## [Description of the task]
Copy out every line of the material from its start up to and including the line containing "202 104 L 207", requests and all, and shift each coordinate in the answers by adding 54 to it.

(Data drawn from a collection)
-- Begin --
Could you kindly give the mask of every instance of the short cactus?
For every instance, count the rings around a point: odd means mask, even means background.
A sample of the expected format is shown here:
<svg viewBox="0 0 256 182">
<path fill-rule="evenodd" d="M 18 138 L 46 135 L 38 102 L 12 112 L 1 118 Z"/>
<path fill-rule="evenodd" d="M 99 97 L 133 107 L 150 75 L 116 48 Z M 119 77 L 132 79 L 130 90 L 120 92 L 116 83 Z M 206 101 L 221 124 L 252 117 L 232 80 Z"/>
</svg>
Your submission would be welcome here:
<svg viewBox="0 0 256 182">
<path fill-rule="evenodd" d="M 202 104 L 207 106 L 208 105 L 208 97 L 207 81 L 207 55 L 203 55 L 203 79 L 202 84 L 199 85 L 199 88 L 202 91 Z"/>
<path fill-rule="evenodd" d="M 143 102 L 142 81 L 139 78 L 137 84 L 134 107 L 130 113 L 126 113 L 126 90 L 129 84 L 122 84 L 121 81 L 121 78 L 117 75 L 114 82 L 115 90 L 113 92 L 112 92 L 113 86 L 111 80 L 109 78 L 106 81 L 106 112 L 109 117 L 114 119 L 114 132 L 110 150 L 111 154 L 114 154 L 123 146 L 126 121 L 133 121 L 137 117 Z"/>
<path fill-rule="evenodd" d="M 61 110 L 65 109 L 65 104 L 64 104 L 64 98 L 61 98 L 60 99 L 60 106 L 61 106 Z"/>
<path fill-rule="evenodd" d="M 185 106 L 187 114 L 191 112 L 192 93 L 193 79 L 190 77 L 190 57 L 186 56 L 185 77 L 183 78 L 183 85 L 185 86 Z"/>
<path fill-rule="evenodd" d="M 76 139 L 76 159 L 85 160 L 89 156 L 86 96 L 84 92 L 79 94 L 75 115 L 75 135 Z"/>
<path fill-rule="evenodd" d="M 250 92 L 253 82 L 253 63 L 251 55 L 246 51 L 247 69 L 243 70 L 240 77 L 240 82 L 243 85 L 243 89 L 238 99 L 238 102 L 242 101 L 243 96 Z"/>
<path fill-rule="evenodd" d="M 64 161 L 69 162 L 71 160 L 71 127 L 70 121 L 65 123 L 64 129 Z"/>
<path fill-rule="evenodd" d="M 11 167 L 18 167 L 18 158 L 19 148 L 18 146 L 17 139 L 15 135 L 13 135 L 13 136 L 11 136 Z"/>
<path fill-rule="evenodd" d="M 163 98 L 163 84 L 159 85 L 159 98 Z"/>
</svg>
-- End --
## [Task result]
Could you kindly give the mask of every instance of the short cactus?
For every instance, count the rings around a point: odd means mask, even means background.
A sample of the expected format is shown here:
<svg viewBox="0 0 256 182">
<path fill-rule="evenodd" d="M 18 138 L 46 135 L 38 102 L 12 112 L 1 118 Z"/>
<path fill-rule="evenodd" d="M 99 97 L 133 107 L 150 75 L 116 48 Z M 119 77 L 132 79 L 130 90 L 120 92 L 116 83 Z M 206 101 L 221 124 L 252 117 L 232 80 Z"/>
</svg>
Your submission would be welcome here:
<svg viewBox="54 54 310 236">
<path fill-rule="evenodd" d="M 256 158 L 261 160 L 262 159 L 262 151 L 261 135 L 261 109 L 257 109 L 257 133 L 256 138 L 253 139 L 253 142 L 256 145 Z"/>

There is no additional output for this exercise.